## What is required
Write out the data again in full, exactly as it reads.

## Information provided
* * *

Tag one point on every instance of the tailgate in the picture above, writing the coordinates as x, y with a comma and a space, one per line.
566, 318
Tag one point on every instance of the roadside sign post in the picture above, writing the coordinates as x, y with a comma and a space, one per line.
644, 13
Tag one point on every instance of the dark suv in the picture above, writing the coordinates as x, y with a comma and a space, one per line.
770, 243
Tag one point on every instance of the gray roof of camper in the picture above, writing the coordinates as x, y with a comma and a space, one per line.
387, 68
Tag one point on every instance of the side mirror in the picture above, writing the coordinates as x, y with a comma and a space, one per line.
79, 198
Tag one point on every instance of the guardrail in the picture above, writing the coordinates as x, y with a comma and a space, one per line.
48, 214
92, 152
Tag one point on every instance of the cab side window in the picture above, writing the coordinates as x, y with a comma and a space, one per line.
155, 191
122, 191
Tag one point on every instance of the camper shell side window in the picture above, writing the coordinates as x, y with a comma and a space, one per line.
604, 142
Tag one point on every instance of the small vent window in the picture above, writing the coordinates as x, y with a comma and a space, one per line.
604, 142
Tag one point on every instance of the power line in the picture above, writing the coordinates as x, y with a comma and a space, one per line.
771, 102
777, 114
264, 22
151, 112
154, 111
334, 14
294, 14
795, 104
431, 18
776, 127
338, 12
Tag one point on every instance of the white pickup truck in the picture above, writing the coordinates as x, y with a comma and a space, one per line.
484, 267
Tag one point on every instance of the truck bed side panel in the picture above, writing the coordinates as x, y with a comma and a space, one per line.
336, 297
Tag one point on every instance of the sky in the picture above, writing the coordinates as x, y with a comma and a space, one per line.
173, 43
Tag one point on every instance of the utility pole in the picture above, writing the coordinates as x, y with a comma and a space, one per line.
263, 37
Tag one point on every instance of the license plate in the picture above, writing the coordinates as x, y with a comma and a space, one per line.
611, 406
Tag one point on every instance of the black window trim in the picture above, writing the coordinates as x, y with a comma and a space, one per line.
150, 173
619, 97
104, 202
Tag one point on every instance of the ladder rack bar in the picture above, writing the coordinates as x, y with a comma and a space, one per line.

* * *

## Correct answer
Tag one point on every instance of the tailgate in the picture above, writing the coordinates as x, y with a comma and a space, one per line.
566, 318
Tag one point on every instance of the roadside sign post in the picture above, writing the coordinates as x, y with a comma and a space, one per line.
644, 13
Tag one point on every instance of the dark suv in the picture above, writing the coordinates as x, y with a comma and a space, one per line.
770, 243
Tag one point on every instance of the gray roof of camper in the picture above, writing the coordinates as x, y with a comma and a space, one per line.
387, 68
Tag one point on every instance of the side mirror in the picture above, writing the coordinates as x, y with a comma and a space, one per line.
79, 198
Tag one point on every instance of the guardrail in the picture above, writing the coordinates as x, y with a comma and a space, one per line.
48, 214
92, 152
Tag one point on every instance of the cab side window in the picture above, writing the coordinates as x, y with a comma and a space, one per line.
155, 191
122, 191
Tag one point on every instance of the camper shell side window in the picture above, writing the coordinates as x, y with a comma and a space, one per line.
604, 142
Tag one point on every instance of the small vent window in the picture above, writing the coordinates as x, y with a comma and a space, one per line.
604, 142
Tag one point on every instance of the power line in the picture above, writing the coordinates as x, y with a comma and a space, one per line.
771, 102
777, 114
264, 22
151, 112
154, 111
334, 14
294, 14
795, 104
431, 18
776, 127
338, 12
Tag one point on every instance of the white pickup truck in the picture above, writing the coordinates as x, y with a comma and a space, one per line.
484, 267
Tag one point on every instance of the truck bed side panel in the picture above, writing the coordinates as x, y with a comma and a space, one per line.
336, 297
Tag one point on every instance of the sky in the picture above, writing the coordinates as x, y with a comma and a space, one per line.
173, 43
Tag one point on every instance of the utility pole in the picture above, writing the coordinates as x, y with a comma and a space, one per line.
263, 37
Tag one point on every instance of the license plate in the picture above, writing the coordinates as x, y with a comma and a space, one per line.
611, 406
Tag one point on every instance of the black window trim in the picture above, writing the coordinates as x, y with a comma and a space, one per line.
150, 173
619, 97
104, 202
Tag one point on every instance of the ladder rack bar in the picture above, writing the coordinates as x, y with a comma and a space, one per line.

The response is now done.